Copy out the part of the records that opens with the line containing "Category: street lamp" and runs through the end of the records, replacing "tab character" with "single tab" and leaving everything else as it is.

##### Provided data #####

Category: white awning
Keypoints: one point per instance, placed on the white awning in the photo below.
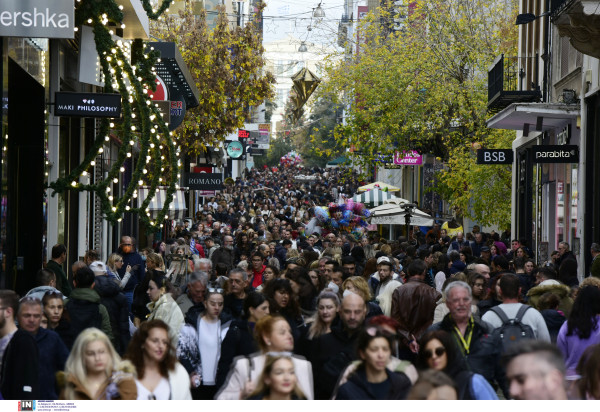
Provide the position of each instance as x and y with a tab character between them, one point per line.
177	207
534	116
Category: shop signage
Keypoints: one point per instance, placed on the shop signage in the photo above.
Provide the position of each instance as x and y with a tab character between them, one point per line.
235	150
203	181
177	110
87	104
410	158
556	154
564	136
51	19
494	156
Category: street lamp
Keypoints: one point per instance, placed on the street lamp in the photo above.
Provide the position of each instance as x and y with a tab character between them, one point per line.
409	209
526	18
318	13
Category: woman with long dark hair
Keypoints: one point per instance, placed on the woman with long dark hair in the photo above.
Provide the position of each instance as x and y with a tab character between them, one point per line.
581	329
283	301
438	351
303	288
159	375
239	340
372	380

#####

> Finished task:
Category: street lamp
Keypoints: one point per instance, placed on the street lamp in the photo above.
Provide the position of each instance as x and y with a single tab between them, one point per line.
409	209
526	18
318	13
Category: woman with long dark hair
Keypoints: one point per instance, placed on the woman with long dark hair in the photo above.
Provide the position of each instance as x and y with a single tab between them, one point per line.
581	329
283	301
438	351
303	288
159	375
239	340
372	380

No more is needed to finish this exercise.